┌─ BRANO DI RIFERIMENTO

Per la Corte d'Appello di Reggio Calabria, però, quella sentenza è stata un clamoroso errore. La stessa Corte ha annullato la sentenza di primo grado, assolvendo l'imputata da ogni accusa .
«Si tratta di una vicenda drammatica e surreale allo stesso tempo - il commento dell'avvocato milanese Beatrice Saldarini che tutela gli interessi di Moubarakshina -: la donna appena ventenne conosce in un locale ove lavorava all'epoca come ballerina quello che diventerà il padre dei suoi tre figli, che si presenta a lei come un facoltoso commerciante di abbigliamento. Poi l'uomo verrà arrestato per associazione mafiosa e lei, solo per avere durante la sua detenzione aderito alle sue richieste di contattare conoscenti per avere del denaro che era dovuto al convivente, si è trovata coinvolta (e per ben due volte detenuta in carcere) come affiliata alla cosca».
Una mazzata. Che non ha colpito solo la moglie del convivente. «Ovviamente le conseguenze si sono abbattute anche sui figli minori, portati per un periodo in un centro di accoglienza - spiega l'avvocato -. Elvira si è rifatta una vita e trasferita a Traona, lontano da tutti e ha cercato di rimettere insieme i pezzi della sua vita, cercando di offrire un'esistenza dignitosa e pulita ai suoi bambini».
L'arresto in Valtellina di Elvira Moubarakshina, russa, oggi 37 anni, aveva colpito profondamente l'intera comunità dei Cech, che la conosceva (e la conosce) come una persona decisamente simpatica dai modi particolarmente gentili.
Nell'inchiesta che l'aveva coinvolta erano finiti anche i due dei capi del gruppo criminale, Vincenzo e Francesco Pesce, zio e nipote.
L'accusa nei confronti degli imputati si basava anche sulle dichiarazioni di Giuseppina Pesce, figlia del boss Salvatore Pesce, che dopo avere iniziato a collaborare con la giustizia nell'aprile del 2010 ha poi deciso di revocare la propria collaborazione, peraltro una delle pochissime in materia di 'ndrangheta. Vincenzo e Francesco Pesce hanno subìto le condanne più pesanti: 20 anni di reclusione a testa.
Per gli altri nove imputati condannati le pene variano dai 10 ai 2 anni. Il processo era denominato All Inside, dal nome dell'operazione con cui sono state condotte le indagini.

└─
┌─ DATI FORNITI

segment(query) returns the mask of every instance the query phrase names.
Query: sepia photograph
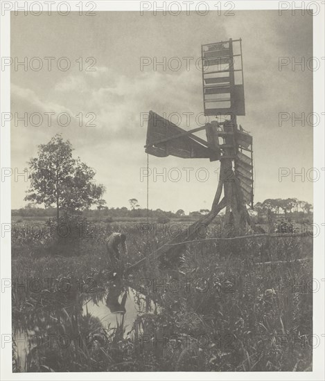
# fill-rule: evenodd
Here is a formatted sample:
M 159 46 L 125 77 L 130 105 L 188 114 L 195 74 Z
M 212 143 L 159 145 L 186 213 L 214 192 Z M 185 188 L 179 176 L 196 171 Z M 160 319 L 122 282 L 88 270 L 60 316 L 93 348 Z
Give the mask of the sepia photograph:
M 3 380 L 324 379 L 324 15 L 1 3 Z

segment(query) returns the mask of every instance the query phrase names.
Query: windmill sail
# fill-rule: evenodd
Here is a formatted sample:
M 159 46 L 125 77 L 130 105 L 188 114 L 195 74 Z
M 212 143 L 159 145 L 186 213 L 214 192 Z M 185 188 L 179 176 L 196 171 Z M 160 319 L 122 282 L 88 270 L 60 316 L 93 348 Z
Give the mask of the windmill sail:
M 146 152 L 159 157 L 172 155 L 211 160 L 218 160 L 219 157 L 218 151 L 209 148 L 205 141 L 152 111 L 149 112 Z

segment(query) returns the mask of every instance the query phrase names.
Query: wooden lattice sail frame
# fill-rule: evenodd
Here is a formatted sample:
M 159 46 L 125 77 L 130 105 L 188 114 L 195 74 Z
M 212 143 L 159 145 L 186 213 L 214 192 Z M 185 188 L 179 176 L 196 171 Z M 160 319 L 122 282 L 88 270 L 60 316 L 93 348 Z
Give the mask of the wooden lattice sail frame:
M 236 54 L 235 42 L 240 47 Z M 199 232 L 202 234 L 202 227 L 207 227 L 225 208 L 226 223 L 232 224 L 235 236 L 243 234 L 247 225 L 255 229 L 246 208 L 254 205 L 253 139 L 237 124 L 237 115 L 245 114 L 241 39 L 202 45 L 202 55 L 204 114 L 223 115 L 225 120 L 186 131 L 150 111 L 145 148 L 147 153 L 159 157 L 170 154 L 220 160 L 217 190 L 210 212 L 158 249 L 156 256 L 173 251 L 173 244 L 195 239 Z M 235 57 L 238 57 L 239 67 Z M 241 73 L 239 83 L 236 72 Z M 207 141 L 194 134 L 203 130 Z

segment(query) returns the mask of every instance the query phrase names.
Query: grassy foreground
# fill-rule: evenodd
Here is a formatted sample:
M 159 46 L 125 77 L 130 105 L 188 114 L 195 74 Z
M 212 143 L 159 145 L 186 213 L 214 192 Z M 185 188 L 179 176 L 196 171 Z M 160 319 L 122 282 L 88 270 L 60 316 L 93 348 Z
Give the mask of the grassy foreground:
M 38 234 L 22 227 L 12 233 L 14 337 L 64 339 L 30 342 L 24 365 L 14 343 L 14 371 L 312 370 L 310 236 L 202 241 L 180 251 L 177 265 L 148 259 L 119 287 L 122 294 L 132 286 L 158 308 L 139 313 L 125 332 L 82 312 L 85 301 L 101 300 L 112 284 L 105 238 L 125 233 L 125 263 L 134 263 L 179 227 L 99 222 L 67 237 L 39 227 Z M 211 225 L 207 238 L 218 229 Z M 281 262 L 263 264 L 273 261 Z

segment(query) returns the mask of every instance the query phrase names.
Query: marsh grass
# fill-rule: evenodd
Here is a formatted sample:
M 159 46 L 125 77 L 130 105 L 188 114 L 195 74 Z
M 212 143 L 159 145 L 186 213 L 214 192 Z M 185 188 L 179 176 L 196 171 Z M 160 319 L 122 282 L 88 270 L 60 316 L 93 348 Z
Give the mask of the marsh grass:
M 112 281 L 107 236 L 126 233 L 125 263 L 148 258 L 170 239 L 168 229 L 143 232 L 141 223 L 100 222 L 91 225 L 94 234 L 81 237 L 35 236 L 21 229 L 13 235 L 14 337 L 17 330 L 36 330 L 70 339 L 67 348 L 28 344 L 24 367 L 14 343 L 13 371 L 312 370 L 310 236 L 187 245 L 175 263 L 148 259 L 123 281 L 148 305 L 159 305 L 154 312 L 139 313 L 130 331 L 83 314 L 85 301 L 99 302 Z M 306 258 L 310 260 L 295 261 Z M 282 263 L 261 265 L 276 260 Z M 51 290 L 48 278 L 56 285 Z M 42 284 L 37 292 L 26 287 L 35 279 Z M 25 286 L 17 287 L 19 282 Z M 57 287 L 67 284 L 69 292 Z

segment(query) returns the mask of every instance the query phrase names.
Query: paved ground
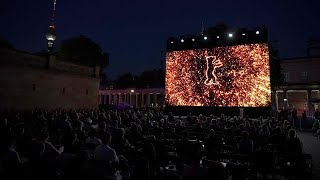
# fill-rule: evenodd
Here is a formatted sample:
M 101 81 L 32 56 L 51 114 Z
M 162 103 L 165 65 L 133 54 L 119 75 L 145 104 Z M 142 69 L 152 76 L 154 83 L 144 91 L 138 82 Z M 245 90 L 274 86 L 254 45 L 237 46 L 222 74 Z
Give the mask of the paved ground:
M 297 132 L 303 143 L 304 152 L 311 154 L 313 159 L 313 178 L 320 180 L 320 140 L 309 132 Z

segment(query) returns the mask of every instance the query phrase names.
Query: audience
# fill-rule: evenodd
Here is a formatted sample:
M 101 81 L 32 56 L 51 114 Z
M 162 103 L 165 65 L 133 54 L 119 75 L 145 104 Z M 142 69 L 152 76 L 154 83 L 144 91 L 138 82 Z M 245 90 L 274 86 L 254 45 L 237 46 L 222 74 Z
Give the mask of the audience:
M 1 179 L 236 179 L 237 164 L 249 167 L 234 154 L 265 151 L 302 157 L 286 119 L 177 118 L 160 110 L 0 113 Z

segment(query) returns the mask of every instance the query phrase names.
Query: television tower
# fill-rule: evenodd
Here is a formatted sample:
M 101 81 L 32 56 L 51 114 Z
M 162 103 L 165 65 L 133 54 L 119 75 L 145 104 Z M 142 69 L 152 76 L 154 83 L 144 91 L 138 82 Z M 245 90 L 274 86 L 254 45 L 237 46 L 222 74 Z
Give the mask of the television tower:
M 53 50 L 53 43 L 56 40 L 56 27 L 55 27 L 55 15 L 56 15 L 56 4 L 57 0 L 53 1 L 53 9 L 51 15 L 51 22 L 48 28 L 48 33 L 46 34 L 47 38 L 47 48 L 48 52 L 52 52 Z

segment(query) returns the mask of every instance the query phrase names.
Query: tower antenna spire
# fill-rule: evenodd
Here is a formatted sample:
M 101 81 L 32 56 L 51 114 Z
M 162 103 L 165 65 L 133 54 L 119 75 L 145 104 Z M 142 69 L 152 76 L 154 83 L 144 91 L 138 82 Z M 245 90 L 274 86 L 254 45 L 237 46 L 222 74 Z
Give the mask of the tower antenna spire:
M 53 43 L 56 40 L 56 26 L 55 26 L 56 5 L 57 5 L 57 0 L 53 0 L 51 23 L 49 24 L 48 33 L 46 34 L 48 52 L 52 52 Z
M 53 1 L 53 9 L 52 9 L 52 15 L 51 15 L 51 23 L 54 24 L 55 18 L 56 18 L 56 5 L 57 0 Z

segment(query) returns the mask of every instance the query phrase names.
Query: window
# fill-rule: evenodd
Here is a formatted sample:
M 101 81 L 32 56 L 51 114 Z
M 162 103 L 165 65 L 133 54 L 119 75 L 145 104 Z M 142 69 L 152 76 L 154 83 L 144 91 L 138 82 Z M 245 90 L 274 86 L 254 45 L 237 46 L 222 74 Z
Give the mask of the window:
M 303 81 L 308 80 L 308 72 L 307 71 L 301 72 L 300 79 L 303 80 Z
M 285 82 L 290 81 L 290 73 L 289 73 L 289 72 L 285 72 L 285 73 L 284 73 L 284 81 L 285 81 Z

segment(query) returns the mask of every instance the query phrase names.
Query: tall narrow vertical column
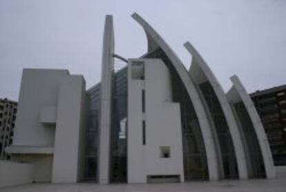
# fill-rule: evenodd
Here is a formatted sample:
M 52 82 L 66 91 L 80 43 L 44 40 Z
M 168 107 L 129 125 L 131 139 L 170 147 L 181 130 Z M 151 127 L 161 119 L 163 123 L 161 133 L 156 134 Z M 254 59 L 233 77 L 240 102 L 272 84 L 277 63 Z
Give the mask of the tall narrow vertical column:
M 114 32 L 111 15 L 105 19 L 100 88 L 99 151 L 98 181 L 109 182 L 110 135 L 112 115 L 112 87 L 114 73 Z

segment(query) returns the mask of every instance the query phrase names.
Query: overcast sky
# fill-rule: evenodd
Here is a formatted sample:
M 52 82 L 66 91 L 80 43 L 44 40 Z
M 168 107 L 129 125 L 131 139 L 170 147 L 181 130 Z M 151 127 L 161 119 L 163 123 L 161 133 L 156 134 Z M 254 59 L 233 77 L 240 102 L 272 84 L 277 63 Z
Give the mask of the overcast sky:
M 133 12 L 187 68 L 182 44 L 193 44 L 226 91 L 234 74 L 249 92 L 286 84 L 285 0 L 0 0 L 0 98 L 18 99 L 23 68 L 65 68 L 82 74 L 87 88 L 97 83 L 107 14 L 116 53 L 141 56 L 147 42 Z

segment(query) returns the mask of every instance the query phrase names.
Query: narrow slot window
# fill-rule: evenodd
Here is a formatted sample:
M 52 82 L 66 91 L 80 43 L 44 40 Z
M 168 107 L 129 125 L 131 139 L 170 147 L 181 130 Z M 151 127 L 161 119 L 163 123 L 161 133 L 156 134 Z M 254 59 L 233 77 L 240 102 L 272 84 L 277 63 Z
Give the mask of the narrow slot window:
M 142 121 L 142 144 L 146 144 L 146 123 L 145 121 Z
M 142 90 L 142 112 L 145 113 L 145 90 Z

└─
┌─ DATI FORNITI

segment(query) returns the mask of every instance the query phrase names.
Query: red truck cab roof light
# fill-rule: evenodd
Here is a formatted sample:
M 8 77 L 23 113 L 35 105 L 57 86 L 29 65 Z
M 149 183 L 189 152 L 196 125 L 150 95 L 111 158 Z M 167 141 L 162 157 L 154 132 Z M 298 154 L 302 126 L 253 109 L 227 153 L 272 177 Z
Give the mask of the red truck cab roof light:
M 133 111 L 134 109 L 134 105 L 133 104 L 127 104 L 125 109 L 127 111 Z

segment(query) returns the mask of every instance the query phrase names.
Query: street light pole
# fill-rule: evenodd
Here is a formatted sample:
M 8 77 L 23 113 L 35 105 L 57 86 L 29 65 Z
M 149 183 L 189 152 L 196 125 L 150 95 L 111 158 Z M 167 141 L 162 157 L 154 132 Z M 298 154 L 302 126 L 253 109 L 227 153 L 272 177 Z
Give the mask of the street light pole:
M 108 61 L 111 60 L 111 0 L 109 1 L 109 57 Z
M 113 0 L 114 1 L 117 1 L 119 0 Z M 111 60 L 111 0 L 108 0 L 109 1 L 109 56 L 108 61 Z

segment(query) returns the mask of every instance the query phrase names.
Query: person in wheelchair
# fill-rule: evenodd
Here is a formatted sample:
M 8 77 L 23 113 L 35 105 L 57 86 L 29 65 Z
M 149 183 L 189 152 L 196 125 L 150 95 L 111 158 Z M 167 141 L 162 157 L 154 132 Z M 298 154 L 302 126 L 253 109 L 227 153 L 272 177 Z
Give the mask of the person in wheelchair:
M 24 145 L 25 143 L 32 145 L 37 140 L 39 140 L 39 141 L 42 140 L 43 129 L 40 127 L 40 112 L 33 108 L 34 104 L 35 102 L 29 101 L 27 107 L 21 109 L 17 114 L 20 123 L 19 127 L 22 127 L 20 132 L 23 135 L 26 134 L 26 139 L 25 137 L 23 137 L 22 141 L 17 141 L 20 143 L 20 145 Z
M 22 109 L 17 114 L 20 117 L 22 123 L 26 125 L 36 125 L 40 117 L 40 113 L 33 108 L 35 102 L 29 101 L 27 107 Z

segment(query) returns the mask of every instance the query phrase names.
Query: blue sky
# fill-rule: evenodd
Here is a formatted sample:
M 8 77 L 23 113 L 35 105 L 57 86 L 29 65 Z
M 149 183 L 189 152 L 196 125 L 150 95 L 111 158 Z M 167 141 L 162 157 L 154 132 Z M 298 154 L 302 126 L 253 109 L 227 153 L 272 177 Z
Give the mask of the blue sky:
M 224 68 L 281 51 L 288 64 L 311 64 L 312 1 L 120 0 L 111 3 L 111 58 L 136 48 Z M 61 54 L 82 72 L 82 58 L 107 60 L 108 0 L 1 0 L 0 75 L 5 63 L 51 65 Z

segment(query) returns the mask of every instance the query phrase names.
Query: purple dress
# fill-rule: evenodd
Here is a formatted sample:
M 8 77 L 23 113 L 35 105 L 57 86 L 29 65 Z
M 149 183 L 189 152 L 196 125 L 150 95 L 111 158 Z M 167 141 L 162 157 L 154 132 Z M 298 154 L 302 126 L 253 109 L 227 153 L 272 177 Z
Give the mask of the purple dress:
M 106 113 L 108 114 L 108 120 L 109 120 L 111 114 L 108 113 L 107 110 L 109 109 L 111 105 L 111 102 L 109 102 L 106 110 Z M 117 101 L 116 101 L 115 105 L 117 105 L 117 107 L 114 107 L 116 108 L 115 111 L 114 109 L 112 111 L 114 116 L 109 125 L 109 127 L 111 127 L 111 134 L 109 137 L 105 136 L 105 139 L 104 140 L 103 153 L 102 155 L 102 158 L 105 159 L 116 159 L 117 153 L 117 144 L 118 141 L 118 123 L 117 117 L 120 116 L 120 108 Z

└─

ESERCIZIO ASSEGNATO A>
Indichi se ciascuna delle affermazioni seguenti concorda con il brano relativo al processo All Inside. Risponda sì o no e riporti tra virgolette le parole del brano che lo stabiliscono.
(i) La Corte d'Appello di Reggio Calabria ha confermato la condanna di primo grado dell'imputata.
(ii) Vincenzo e Francesco Pesce sono stati condannati a 20 anni di reclusione ciascuno.
(iii) Elvira Moubarakshina si è trasferita a Traona.
ESERCIZIO ASSEGNATO B>
Risponda brevemente alle seguenti domande sul brano relativo al processo All Inside.
(i) Quale lavoro svolgeva la donna nel locale in cui conobbe il padre dei suoi tre figli?
(ii) In quale mese e anno Giuseppina Pesce iniziò a collaborare con la giustizia?
(iii) Da che cosa deriva il nome del processo?

RISPOSTA CORRETTA A>
(i) No: «La stessa Corte ha annullato la sentenza di primo grado, assolvendo l'imputata da ogni accusa»
(ii) Sì: «Vincenzo e Francesco Pesce hanno subìto le condanne più pesanti: 20 anni di reclusione a testa»
(iii) Sì: «Elvira si è rifatta una vita e trasferita a Traona»

RISPOSTA CORRETTA B>
(i) Lavorava come ballerina.
(ii) Nell'aprile del 2010.
(iii) Dal nome dell'operazione con cui sono state condotte le indagini.